-- Start of MATERIAL --

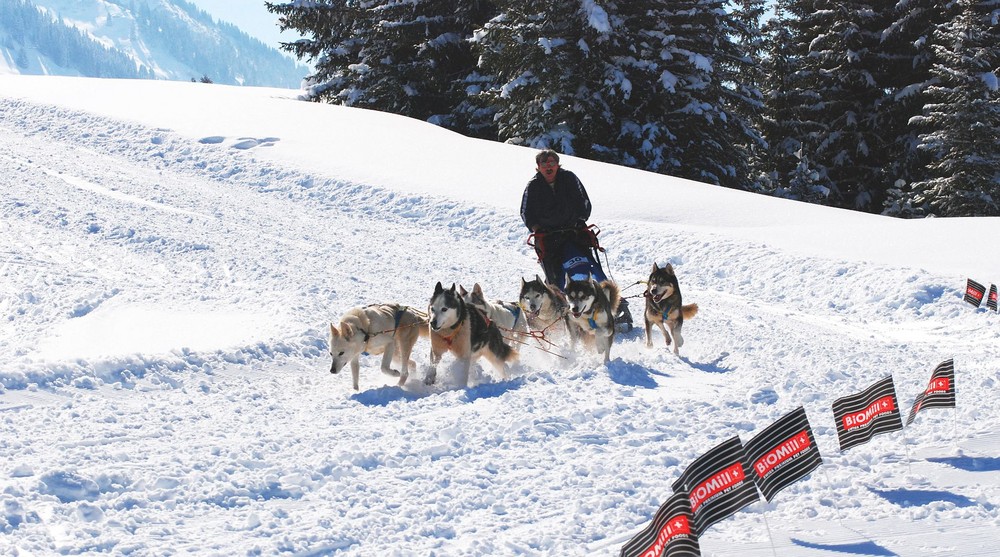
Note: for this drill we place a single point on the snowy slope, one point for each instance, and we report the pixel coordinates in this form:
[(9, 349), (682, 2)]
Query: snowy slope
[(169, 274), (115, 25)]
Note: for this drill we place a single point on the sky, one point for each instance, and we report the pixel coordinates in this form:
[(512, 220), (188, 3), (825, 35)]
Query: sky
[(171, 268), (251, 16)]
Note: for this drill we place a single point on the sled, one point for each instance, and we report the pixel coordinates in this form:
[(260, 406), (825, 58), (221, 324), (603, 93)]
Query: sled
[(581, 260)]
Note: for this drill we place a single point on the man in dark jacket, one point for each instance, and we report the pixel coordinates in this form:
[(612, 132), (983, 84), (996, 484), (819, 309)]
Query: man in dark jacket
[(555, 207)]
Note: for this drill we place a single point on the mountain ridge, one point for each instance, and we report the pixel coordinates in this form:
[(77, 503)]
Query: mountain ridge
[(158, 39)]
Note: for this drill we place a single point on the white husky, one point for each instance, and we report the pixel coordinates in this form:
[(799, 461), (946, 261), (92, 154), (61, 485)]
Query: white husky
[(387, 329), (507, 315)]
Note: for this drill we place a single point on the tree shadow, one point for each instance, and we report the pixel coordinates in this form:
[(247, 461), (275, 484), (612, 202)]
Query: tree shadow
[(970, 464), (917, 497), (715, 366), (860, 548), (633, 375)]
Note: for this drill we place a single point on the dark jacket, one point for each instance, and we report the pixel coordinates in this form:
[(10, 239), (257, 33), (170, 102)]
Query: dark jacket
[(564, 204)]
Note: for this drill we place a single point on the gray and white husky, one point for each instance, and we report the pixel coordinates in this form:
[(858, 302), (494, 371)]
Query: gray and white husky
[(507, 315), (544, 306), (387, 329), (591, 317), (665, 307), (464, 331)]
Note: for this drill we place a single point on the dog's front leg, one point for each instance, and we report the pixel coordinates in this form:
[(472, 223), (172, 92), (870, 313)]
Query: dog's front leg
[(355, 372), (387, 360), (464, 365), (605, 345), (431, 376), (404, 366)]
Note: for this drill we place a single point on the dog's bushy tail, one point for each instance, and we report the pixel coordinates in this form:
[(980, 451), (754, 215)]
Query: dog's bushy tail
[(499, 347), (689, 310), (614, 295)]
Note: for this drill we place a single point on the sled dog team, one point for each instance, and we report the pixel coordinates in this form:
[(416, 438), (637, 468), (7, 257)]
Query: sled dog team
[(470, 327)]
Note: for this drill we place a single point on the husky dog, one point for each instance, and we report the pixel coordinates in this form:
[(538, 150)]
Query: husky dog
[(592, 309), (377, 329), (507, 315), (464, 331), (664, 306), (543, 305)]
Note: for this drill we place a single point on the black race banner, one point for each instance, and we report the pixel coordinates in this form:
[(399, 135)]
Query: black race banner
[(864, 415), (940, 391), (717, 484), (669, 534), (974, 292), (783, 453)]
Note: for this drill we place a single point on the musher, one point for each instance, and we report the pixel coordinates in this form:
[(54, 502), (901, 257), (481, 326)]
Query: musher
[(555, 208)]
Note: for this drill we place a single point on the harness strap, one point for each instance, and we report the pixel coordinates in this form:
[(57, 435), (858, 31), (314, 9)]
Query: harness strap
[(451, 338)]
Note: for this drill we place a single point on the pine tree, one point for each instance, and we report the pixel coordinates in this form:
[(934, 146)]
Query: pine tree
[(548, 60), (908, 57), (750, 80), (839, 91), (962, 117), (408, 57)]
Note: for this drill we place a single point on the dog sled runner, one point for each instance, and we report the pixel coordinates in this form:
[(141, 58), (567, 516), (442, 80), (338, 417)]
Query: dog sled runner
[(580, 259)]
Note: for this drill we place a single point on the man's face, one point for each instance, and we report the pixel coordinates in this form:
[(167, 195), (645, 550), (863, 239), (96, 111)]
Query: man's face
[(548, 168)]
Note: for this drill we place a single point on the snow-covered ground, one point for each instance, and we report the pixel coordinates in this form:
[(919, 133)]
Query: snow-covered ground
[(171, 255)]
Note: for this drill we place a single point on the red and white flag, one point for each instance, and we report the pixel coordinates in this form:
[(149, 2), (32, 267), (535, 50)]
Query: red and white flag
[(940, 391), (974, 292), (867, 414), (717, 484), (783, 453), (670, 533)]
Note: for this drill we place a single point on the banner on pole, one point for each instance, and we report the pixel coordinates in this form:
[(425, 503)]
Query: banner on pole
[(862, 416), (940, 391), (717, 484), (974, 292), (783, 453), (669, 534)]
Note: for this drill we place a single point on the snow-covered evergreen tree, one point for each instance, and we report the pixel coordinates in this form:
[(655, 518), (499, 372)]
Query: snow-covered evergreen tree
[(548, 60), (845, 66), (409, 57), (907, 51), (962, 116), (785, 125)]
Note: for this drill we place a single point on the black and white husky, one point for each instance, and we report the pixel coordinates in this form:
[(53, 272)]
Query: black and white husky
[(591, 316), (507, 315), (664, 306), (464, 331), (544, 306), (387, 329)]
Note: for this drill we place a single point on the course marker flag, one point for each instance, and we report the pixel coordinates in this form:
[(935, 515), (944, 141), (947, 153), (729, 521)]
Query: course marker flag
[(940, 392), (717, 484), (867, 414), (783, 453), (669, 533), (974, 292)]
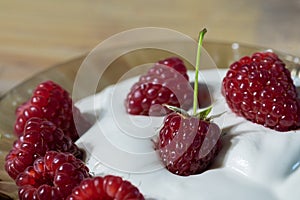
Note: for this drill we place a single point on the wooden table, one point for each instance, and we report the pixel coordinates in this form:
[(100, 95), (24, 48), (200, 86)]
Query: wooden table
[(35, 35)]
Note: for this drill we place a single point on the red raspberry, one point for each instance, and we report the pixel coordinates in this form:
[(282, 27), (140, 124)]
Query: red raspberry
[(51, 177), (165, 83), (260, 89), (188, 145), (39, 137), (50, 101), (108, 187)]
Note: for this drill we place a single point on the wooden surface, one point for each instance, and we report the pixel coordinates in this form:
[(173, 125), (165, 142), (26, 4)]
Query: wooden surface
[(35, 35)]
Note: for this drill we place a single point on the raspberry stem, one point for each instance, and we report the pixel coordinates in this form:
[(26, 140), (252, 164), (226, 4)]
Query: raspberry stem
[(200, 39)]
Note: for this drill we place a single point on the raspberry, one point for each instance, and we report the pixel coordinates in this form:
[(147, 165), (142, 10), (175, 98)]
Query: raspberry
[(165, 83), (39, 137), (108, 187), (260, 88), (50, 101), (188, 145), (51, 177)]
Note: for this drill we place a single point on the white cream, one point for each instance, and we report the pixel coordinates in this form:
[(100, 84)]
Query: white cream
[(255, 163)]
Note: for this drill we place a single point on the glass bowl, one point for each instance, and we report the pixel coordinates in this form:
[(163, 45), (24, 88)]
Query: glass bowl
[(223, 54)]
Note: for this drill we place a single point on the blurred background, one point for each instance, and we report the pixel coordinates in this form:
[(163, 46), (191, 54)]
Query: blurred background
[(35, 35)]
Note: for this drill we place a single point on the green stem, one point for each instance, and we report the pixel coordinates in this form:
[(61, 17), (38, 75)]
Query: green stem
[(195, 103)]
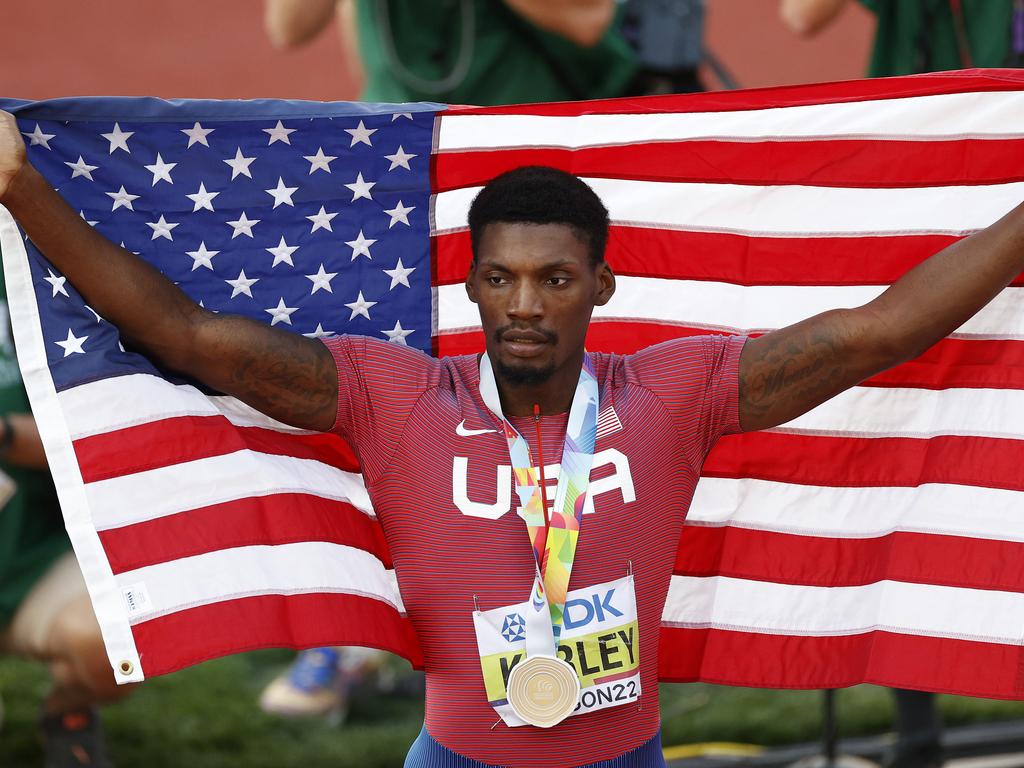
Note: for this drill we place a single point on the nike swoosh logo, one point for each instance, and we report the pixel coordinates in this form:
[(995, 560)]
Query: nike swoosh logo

-- End of MATERIAL --

GIVEN EXERCISE
Retype the whole listing exactly and leave the pictures out.

OUTPUT BELOW
Note: for this drill we place a single point on the snowy slope, one point for each instance, and we report the pixel coordinates in this form:
[(9, 349), (682, 2)]
Query: snowy slope
[(169, 274), (115, 25)]
Note: for this drill we place a single point on the sky, one point for each instance, and we report the pixel coordinates in this form:
[(512, 220), (188, 3), (825, 35)]
Query: sky
[(171, 268), (251, 16)]
Note: for this drill we place a single point on the sled, one point for each instance, and we report the pixel coordinates in this form:
[(260, 406), (825, 58), (221, 324), (603, 93)]
Query: sled
[(581, 260)]
Note: for this drill we place a single point on the man in dark jacket, one point for each instance, and we report the pixel coordinates in this form:
[(612, 132), (983, 84), (996, 484), (819, 309)]
Query: man in dark jacket
[(555, 207)]
Note: for this drill we place a single point on the mountain ridge, one point for each instance, and we report the pixel coordinates in this form:
[(77, 503)]
Query: mountain ridge
[(158, 39)]
Note: for this drill we place a single point on the white husky, one point for each instance, and we report the pixel coordinates in this form:
[(799, 461), (946, 261), (92, 154), (61, 485)]
Query: white husky
[(387, 329), (507, 315)]
Note: for this drill we place a single point on the tree shadow, one point for each instance, and we report the pixel coordinates in this form:
[(247, 461), (275, 484), (612, 202)]
Query: tree shadow
[(970, 464), (917, 497), (715, 366), (860, 548), (633, 375)]
Note: for this drill we place a single point on the dark jacket, one point for each instance, and we report the pixel coordinates in this form:
[(10, 239), (257, 33), (170, 102)]
Query: dark jacket
[(564, 204)]
Note: for this drill we place a single point on the gray and white husky, one point for each instance, and we report the pixel coordinates in this form:
[(858, 302), (494, 371)]
Query: gray and white husky
[(507, 315), (544, 306), (387, 329), (591, 317), (665, 307), (464, 331)]
Note: for this drill we place a single point on the dog's front leg, one point for each instance, and we report the pixel coordinates in this form:
[(472, 223), (172, 92), (870, 313)]
Query: dog's front leg
[(355, 372), (387, 360), (464, 365), (605, 345), (431, 376), (404, 366)]
Note: for this drill we place a single point on the dog's bushy tail, one point for each instance, and we report the pixel coordinates in this form:
[(980, 451), (754, 215)]
Query: dog's bushy tail
[(499, 347), (689, 310), (614, 295)]
Note: for this drill we place a single point on the sled dog team, one point for each instance, and we report the pixel coordinates in this form:
[(416, 438), (637, 468), (7, 257)]
Query: sled dog team
[(470, 327)]
Note: for this drill we place a single point on the husky dog, one point for each instance, and we report the pixel coordinates in this form:
[(538, 150)]
Query: husky dog
[(592, 309), (377, 329), (507, 315), (464, 331), (664, 306), (543, 305)]
Note: for this drill we place a single point on the black race banner, one point for each instance, and we report the pixel coordinates in this form:
[(399, 135)]
Query: black race banner
[(864, 415), (940, 391), (717, 484), (669, 534), (974, 292), (783, 453)]
Note: for this drill we place a single point on the musher, one point for each instance, and we report the pixel coordinates in this form:
[(54, 502), (901, 257), (481, 326)]
Query: musher
[(555, 208)]
Note: for this drill we place a single point on the harness strap, one point for each instance, and we report the pixel coordinates in this form:
[(57, 435), (858, 31), (314, 9)]
Query: harness strap
[(451, 338)]
Note: for this drill we place a single point on the pine tree, one point for each instance, and we report the pixel coordinates in this form:
[(934, 146)]
Query: pine tree
[(548, 60), (908, 57), (750, 80), (839, 91), (962, 117), (408, 57)]
Note: for this drill we place a single point on the dog sled runner, one point for each instance, and we report the pixel coordinates in this form:
[(141, 58), (567, 516), (442, 80), (338, 417)]
Query: dog sled runner
[(580, 259)]
Note: for this drill we place a single point on the man's face, one point for each instance, and we report the pixel coordinates in this form:
[(167, 195), (645, 550), (863, 239), (96, 111)]
Query: man's face
[(548, 168)]
Note: for this drill we place a single point on the snow-covered ground, one point for each instance, and we report the pixel coordinates in this form:
[(919, 133)]
Query: snow-covered ground
[(171, 255)]
Note: for this drill we place a single point on the red and white flag, one point for each instance, and we report the pixel coordinates in this form:
[(149, 2), (32, 267), (535, 50)]
Query: red and white flag
[(940, 391), (974, 292), (867, 414), (717, 484), (783, 453), (670, 533)]
Note: for this drill we place a single point on the banner on pole, one point for each instance, and we report the pixel coordinates in this form:
[(425, 503)]
Query: banner on pole
[(862, 416), (940, 391), (717, 484), (974, 292), (783, 453), (669, 534)]
Note: for this drill we place a single point on the snow-covered evergreen tree, one point for each instance, and we report the pixel coordinates in this form:
[(655, 518), (499, 372)]
Query: snow-covered evergreen tree
[(548, 60), (845, 66), (409, 57), (907, 51), (962, 116), (785, 125)]
Note: for this drill we place a single point on the black and white husky, one point for each instance, and we report the pixel coordinates in this form:
[(53, 272)]
Query: black and white husky
[(591, 316), (507, 315), (664, 306), (464, 331), (544, 306), (387, 329)]
Note: for this drill we place a single point on the course marker flag, one point for each instance, and we report the pixel coordinates in this form:
[(935, 515), (944, 141), (947, 153), (729, 521)]
Query: course marker flag
[(940, 392), (717, 484), (867, 414), (783, 453), (669, 533), (974, 292)]
Note: for this drill we place a single point on the wooden table, one point for each instance, and we report the pixel coordinates in this form:
[(100, 95), (24, 48), (200, 86)]
Query: wooden table
[(35, 35)]
Note: for this drill we place a single point on the red raspberry, one point for each instance, and we report the pixel coordinates in this form:
[(282, 27), (140, 124)]
Query: red raspberry
[(51, 177), (165, 83), (260, 89), (188, 145), (39, 137), (50, 101), (108, 187)]
Note: for this drill we place a single point on the wooden surface, one point for each instance, and we report the pixel coordinates in this form:
[(173, 125), (165, 142), (26, 4)]
Query: wooden surface
[(35, 35)]
Note: for this drill we place a single point on the raspberry stem, one point for each instance, and we report the pixel coordinates in this form:
[(26, 140), (252, 164), (226, 4)]
Query: raspberry stem
[(200, 39)]
Note: for this drill we place a single point on the raspberry, one point for each instance, and we report the pixel coordinates in this form:
[(147, 165), (142, 10), (175, 98)]
Query: raspberry
[(165, 83), (39, 137), (108, 187), (260, 88), (50, 101), (188, 145), (51, 177)]
Note: for this drill we place a single point on the white cream, one point for each instance, and we report the pixel coordinates in this form:
[(100, 84)]
Query: white cream
[(255, 163)]
Note: for this drill we place a single point on the glass bowl, one point for each instance, and we report the pixel coordinates in this form:
[(163, 45), (24, 88)]
Query: glass bowl
[(223, 54)]
Note: for this drill we place a single point on the blurred background, one point for each instance, and we report the pixel coordinates in this form:
[(163, 46), (191, 54)]
Query: blurred background
[(35, 35)]
Note: for this drill we place a single point on the green stem, one point for each instance, and we report the pixel coordinates in this form:
[(61, 17), (38, 75)]
Query: green stem
[(195, 103)]
Note: for this drill we place a single point on the nike swoosh logo, one point for each instance, and we report the pixel coordinates in this form:
[(995, 560)]
Query: nike swoosh logo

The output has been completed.